TASK INSTRUCTIONS
Write out all of the records precisely. Skip anything that is a picture.

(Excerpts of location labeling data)
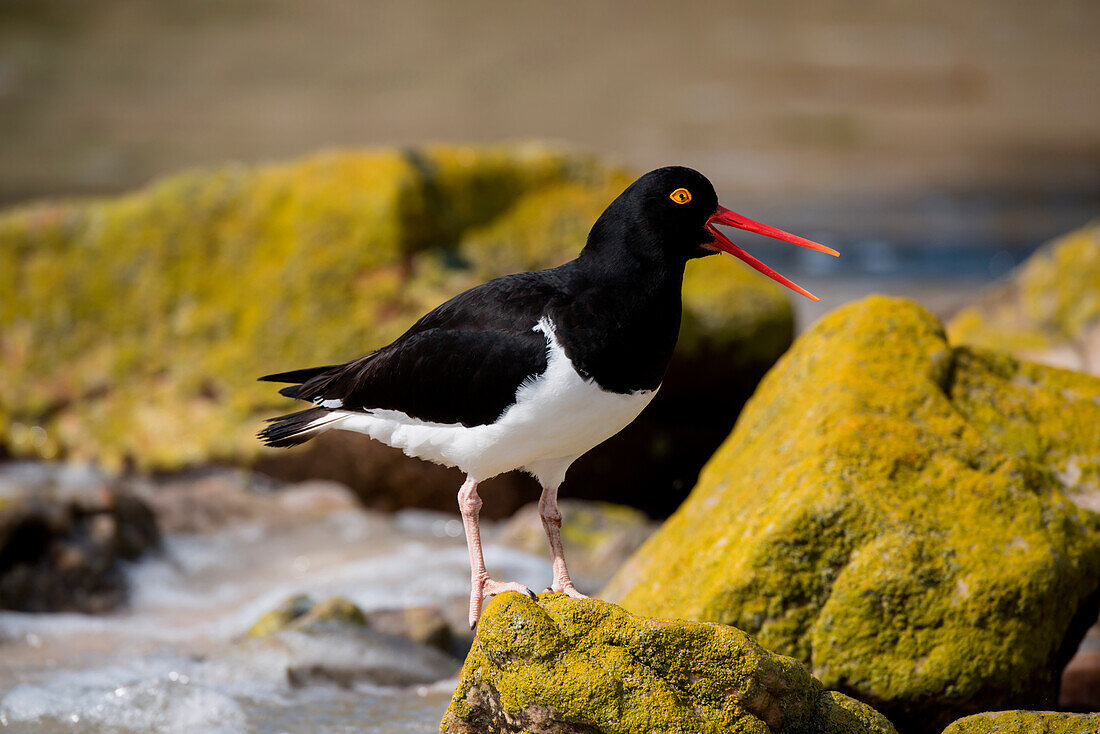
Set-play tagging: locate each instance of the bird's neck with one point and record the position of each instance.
(622, 321)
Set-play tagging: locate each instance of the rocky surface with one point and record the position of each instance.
(1047, 310)
(1026, 722)
(334, 643)
(167, 303)
(909, 517)
(64, 533)
(597, 537)
(424, 625)
(562, 665)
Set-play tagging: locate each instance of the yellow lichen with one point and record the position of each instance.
(1026, 722)
(132, 329)
(587, 666)
(895, 512)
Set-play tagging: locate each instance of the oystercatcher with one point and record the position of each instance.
(530, 371)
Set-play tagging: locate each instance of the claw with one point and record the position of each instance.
(485, 588)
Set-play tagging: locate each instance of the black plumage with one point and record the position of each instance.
(616, 309)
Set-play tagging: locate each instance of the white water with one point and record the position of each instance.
(173, 663)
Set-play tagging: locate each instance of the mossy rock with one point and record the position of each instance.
(301, 613)
(1047, 310)
(583, 666)
(1026, 722)
(597, 537)
(906, 517)
(132, 329)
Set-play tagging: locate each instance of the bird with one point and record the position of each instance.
(529, 371)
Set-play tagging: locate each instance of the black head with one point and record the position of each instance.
(662, 216)
(670, 216)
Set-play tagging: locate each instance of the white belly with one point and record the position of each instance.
(554, 419)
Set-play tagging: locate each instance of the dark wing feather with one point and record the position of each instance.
(462, 362)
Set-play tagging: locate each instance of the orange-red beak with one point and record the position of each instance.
(724, 216)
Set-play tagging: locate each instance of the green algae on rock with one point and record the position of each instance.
(1026, 722)
(132, 328)
(597, 536)
(301, 613)
(583, 666)
(1047, 310)
(906, 517)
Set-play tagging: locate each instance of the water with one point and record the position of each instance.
(174, 660)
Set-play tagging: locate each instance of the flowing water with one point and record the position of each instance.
(173, 660)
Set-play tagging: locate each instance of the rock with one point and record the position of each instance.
(1026, 722)
(282, 616)
(420, 624)
(1047, 310)
(243, 271)
(215, 499)
(1080, 680)
(597, 536)
(62, 540)
(333, 643)
(426, 625)
(908, 517)
(583, 666)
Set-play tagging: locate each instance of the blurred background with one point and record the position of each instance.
(937, 144)
(934, 142)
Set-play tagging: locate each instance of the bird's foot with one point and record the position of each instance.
(485, 588)
(567, 589)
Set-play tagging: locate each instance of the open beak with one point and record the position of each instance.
(724, 216)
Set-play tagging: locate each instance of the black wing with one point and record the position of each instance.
(462, 362)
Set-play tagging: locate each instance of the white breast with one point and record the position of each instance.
(556, 418)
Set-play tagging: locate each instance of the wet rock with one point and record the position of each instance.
(597, 537)
(1026, 722)
(332, 643)
(384, 234)
(583, 666)
(62, 540)
(215, 499)
(419, 624)
(908, 517)
(1048, 308)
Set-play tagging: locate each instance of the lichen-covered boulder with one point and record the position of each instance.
(905, 516)
(587, 667)
(132, 329)
(1026, 722)
(1047, 310)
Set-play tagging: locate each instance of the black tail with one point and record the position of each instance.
(296, 428)
(297, 376)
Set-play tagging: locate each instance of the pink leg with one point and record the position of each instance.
(482, 587)
(551, 523)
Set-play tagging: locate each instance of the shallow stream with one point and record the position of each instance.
(173, 660)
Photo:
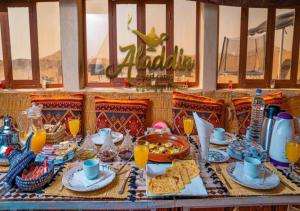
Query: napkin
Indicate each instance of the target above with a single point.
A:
(204, 128)
(80, 179)
(238, 172)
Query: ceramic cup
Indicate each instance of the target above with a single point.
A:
(104, 133)
(91, 168)
(252, 167)
(219, 133)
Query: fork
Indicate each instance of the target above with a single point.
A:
(219, 171)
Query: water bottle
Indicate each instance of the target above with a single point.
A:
(257, 116)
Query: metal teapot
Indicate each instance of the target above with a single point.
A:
(9, 136)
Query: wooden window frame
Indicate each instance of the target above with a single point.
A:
(141, 26)
(270, 34)
(6, 47)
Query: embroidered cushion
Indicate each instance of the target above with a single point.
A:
(121, 114)
(185, 104)
(60, 107)
(243, 108)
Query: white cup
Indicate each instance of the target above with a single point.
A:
(219, 133)
(252, 167)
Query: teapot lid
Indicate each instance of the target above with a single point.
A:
(34, 111)
(285, 115)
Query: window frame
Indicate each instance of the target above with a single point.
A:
(6, 47)
(270, 35)
(141, 26)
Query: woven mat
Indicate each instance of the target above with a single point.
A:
(4, 169)
(109, 192)
(238, 190)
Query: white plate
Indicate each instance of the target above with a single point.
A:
(271, 180)
(195, 188)
(217, 156)
(228, 138)
(68, 179)
(116, 136)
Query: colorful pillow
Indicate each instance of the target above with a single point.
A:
(60, 107)
(243, 108)
(185, 104)
(121, 114)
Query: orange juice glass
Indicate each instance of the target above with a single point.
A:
(74, 127)
(38, 141)
(188, 125)
(141, 155)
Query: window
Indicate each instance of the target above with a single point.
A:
(30, 51)
(107, 28)
(267, 43)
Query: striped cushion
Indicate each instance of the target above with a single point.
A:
(185, 104)
(60, 107)
(121, 114)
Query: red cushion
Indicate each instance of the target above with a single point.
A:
(60, 107)
(243, 108)
(121, 114)
(185, 104)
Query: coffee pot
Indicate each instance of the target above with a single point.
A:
(283, 131)
(9, 136)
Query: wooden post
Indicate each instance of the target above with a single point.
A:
(209, 46)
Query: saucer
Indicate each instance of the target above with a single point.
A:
(228, 138)
(217, 156)
(75, 180)
(116, 137)
(267, 179)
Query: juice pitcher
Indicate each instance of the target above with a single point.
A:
(35, 125)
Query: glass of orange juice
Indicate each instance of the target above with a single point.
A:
(292, 149)
(188, 125)
(38, 141)
(141, 152)
(74, 127)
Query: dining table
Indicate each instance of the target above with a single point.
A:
(220, 194)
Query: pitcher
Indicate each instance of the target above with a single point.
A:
(35, 125)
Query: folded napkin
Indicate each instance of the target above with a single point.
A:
(238, 172)
(204, 128)
(80, 179)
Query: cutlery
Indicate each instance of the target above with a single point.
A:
(287, 185)
(120, 169)
(219, 171)
(122, 188)
(103, 178)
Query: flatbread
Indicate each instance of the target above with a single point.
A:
(173, 172)
(183, 173)
(162, 184)
(190, 166)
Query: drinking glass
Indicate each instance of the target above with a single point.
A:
(292, 153)
(74, 127)
(188, 125)
(141, 152)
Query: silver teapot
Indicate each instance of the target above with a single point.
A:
(9, 136)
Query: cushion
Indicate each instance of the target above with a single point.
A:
(185, 104)
(60, 107)
(243, 108)
(121, 114)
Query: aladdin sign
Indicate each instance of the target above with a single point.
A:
(138, 58)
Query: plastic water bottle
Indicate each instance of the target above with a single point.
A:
(257, 116)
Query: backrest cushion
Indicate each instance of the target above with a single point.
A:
(121, 114)
(185, 104)
(60, 107)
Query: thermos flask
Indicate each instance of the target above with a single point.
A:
(268, 124)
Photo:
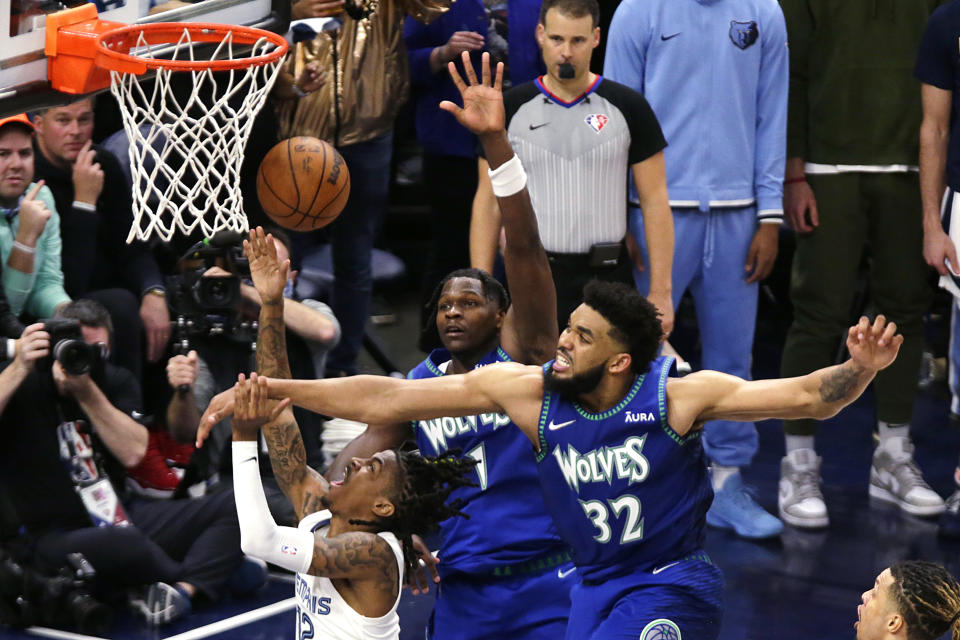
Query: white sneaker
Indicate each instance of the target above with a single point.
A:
(895, 478)
(800, 500)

SOLUTION TO THIS PROBLEM
Set-play tagging: locate each instance of the bird's neck with one point and record the position of each instance.
(622, 321)
Set-play tagging: locate each instance of the rocky surface with one point and record the position of each instance.
(1047, 310)
(1026, 722)
(334, 643)
(167, 303)
(909, 517)
(64, 533)
(597, 537)
(424, 625)
(562, 665)
Set-play tagging: locate each instance of the yellow lichen with one point and record the position of each instance.
(1026, 722)
(132, 329)
(587, 666)
(895, 512)
Set-play tagging: locate each instance of the oystercatcher with one point and record the position of each instance.
(530, 371)
Set-play tagging: locate each instance of the claw with one point and record the position of each instance.
(485, 588)
Set-play tagging: locate each instance of the black plumage with one point and record the position of each instance.
(616, 309)
Set-play tagging: locate each instance of the white water with one point and record the position of each instance.
(173, 663)
Set-play tagging: locate each instance of the mossy rock with one point and record the position of each instance.
(301, 613)
(1047, 310)
(583, 666)
(1026, 722)
(597, 537)
(906, 517)
(132, 329)
Set-play tagging: locate each instance of the bird with one point and record the position of each instance.
(529, 371)
Set-play tagging: locate each instance of the black head with one point and record the position of each instance.
(662, 216)
(670, 216)
Set-play tagging: locate each instance of the white belly with one point and record the position of each instance.
(554, 419)
Set-play tagging: locate each instance of the dark wing feather with one point and record the position of each instance.
(462, 362)
Set-play tagging: locate each instance of the orange-red beak with one point and record the position of each instance.
(724, 216)
Set-play tagging: locate each instance of the green algae on rock with one point and record the position of each instance.
(1026, 722)
(132, 328)
(597, 536)
(301, 613)
(583, 666)
(1047, 310)
(906, 517)
Set-play tagging: locate each instance of the water with one point and record the position of each instance.
(174, 660)
Set-play tagging: locate each instance of the flowing water with one point and record the position of each instance.
(173, 660)
Set-play tagging: locate each instance of the rock with one point and record the position of each instance.
(1026, 722)
(282, 616)
(420, 624)
(1047, 310)
(243, 271)
(215, 499)
(1080, 680)
(597, 536)
(62, 540)
(333, 643)
(426, 625)
(908, 517)
(583, 666)
Set-play tagging: locate each instance of the blurred background with one point and record the position of each instance.
(937, 144)
(934, 142)
Set-play tagging: locate each instance of the bird's foot with one point and record the position of each instance.
(485, 588)
(567, 589)
Set-play tagging: locate each instance of the open beak with one point and record the position of each instance.
(724, 216)
Set-play tagging: locate each instance of the black wing with one point and record the position of each instance.
(462, 362)
Set-play tagging: locate each instance of the white breast with one point and record the position of each instance.
(556, 418)
Set-play tagging: locate each instance of the wet rock with one point and record the position of each instance.
(597, 537)
(1026, 722)
(332, 643)
(384, 234)
(583, 666)
(62, 540)
(215, 499)
(419, 624)
(908, 517)
(1048, 308)
Set-play tagging: locate each instance of the lichen-covered boulder with one point and record the position of each instance.
(905, 516)
(587, 667)
(132, 329)
(1026, 722)
(1047, 310)
Set-play tagging: locate each instance of the black tail with one point and record the position of each instance.
(296, 428)
(297, 376)
Set-play tagging: locate each instance of the pink leg with one point and record the position of each instance.
(482, 587)
(551, 523)
Set-play tagging: locate each instance of the shallow stream with one point and record the position of each instance.
(173, 660)
Photo:
Query: napkin
Indicate each instance of the target above with a single point.
A:
(204, 128)
(80, 179)
(238, 172)
Query: ceramic cup
Indicate each instance of the target above with a single point.
A:
(104, 133)
(91, 168)
(252, 167)
(219, 133)
Query: fork
Indicate each instance of the target above with a single point.
A:
(219, 171)
Query: water bottle
Indicate each instance of the target above with a single point.
A:
(257, 116)
Query: metal teapot
Indicate each instance of the target above with a single point.
A:
(9, 136)
Query: wooden window frame
Indicate each instance of the target above with a single point.
A:
(141, 26)
(270, 34)
(6, 47)
Query: embroidered cushion
Indicate each instance of the target above with a single point.
A:
(121, 114)
(185, 104)
(60, 107)
(243, 108)
Query: white cup
Indicate each instance of the target above with a single point.
A:
(219, 133)
(252, 167)
Query: teapot lid
Indicate each instance of the target above with a single point.
A:
(34, 111)
(285, 115)
Query: window frame
Indicate each instance of the target above with a single point.
A:
(6, 47)
(270, 35)
(141, 26)
Query: woven mat
Indicate each instance of the target above with a single point.
A:
(4, 169)
(109, 192)
(238, 190)
Query: white plate
Indicate each instance of the target above with a single point.
A:
(271, 180)
(195, 188)
(217, 156)
(228, 138)
(68, 179)
(116, 136)
Query: colorful pillow
Indicate each instance of the target above with a single point.
A:
(60, 107)
(243, 108)
(185, 104)
(121, 114)
Query: orange juice glass
Indicate each instance of the target above with a single point.
A:
(74, 127)
(38, 141)
(188, 125)
(141, 155)
Query: window
Indicate each instance of the target above with a single point.
A:
(30, 51)
(107, 28)
(267, 43)
Query: striped cushion
Indicate each instance of the target above with a single point.
A:
(185, 104)
(60, 107)
(121, 114)
Query: red cushion
Indicate each instance of the target above with a single point.
A:
(60, 107)
(243, 108)
(121, 114)
(185, 104)
Query: coffee pot
Indicate each instance of the target above with a single point.
A:
(283, 131)
(9, 136)
Query: wooden post
Indicate each instance of the target above with a single point.
A:
(209, 46)
Query: saucer
Indicate each instance of the target above with a single point.
A:
(228, 138)
(217, 156)
(75, 180)
(116, 137)
(267, 179)
Query: juice pitcher
Indicate each instance of the target above with a single point.
A:
(35, 125)
Query: glass of orange juice
Indicate each instance of the target above with a single point.
A:
(292, 149)
(188, 125)
(38, 141)
(141, 152)
(74, 127)
Query: dining table
Indicate each instance of the target above with a single point.
A:
(220, 194)
Query: pitcher
Indicate each instance of the target above with a single point.
A:
(35, 125)
Query: folded napkin
Indicate each instance of the target above with a single point.
A:
(238, 172)
(204, 128)
(80, 179)
Query: cutlery
Indicate each instance of the target above with a single point.
A:
(287, 185)
(120, 169)
(219, 171)
(122, 188)
(103, 178)
Query: flatbread
Indicate each instance of the target above with a single point.
A:
(173, 172)
(183, 173)
(162, 184)
(190, 166)
Query: drinking glass
Indicate each instance of the target above with a single point.
A:
(292, 153)
(74, 127)
(188, 125)
(141, 152)
Query: silver teapot
Indicate each instance of the target above with a single point.
A:
(9, 136)
Query: cushion
Indicate each instance of the target above with a single point.
A:
(185, 104)
(60, 107)
(243, 108)
(121, 114)
Query: aladdin sign
Indicate each instance of the target above with a single point.
A:
(138, 58)
Query: plastic water bottle
Indicate each instance of the target above with a single point.
A:
(257, 116)
Query: backrest cushion
Indicate each instance of the target above with a single point.
A:
(121, 114)
(185, 104)
(60, 107)
Query: thermos flask
Indicate each instance of the target above with a single point.
A:
(268, 124)
Photo:
Query: white sneaker
Indicate each instance of the target above with a single point.
A:
(895, 478)
(800, 500)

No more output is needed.